_Aim_: Copy out the following lines word for word, leaving out the pictures.

=== Entries provided ===

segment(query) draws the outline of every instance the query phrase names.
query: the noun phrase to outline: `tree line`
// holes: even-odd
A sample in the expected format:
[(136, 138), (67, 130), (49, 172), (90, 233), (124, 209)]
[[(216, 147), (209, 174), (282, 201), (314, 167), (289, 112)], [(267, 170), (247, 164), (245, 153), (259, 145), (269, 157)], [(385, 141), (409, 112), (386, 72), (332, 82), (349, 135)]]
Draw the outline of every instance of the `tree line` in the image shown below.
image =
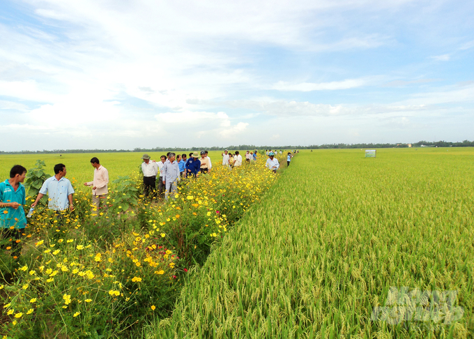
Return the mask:
[[(57, 154), (62, 153), (123, 153), (123, 152), (173, 152), (173, 151), (191, 151), (197, 149), (206, 151), (221, 151), (222, 149), (238, 149), (238, 150), (258, 150), (264, 151), (266, 149), (388, 149), (388, 148), (404, 148), (408, 147), (409, 144), (323, 144), (321, 145), (286, 145), (286, 146), (255, 146), (248, 144), (231, 145), (227, 147), (213, 146), (211, 147), (155, 147), (153, 149), (135, 148), (133, 149), (54, 149), (52, 151), (0, 151), (0, 154)], [(474, 141), (464, 140), (462, 142), (427, 142), (421, 140), (418, 142), (411, 144), (412, 147), (474, 147)]]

===

_Result below_:
segment(query) draws the outline of every instance the query phrase names.
query: the noun phrase to outline: `tree line`
// holes: even-odd
A sample in the expected format:
[(136, 138), (67, 130), (49, 172), (90, 233), (124, 209)]
[[(216, 147), (209, 174), (282, 201), (314, 167), (289, 112)], [(267, 170), (247, 164), (245, 153), (259, 145), (269, 157)], [(385, 141), (409, 112), (386, 72), (332, 82), (349, 135)]]
Draw the outline of every instance of the `tree line` in the image shown below.
image =
Return the mask:
[[(57, 154), (62, 153), (123, 153), (123, 152), (173, 152), (173, 151), (191, 151), (197, 149), (206, 151), (221, 151), (222, 149), (238, 149), (238, 150), (258, 150), (264, 151), (266, 149), (388, 149), (388, 148), (404, 148), (408, 147), (409, 144), (323, 144), (321, 145), (286, 145), (286, 146), (255, 146), (248, 144), (231, 145), (227, 147), (213, 146), (211, 147), (155, 147), (153, 149), (135, 148), (133, 149), (54, 149), (52, 151), (0, 151), (0, 154)], [(474, 141), (464, 140), (462, 142), (427, 142), (421, 140), (418, 142), (411, 144), (412, 147), (474, 147)]]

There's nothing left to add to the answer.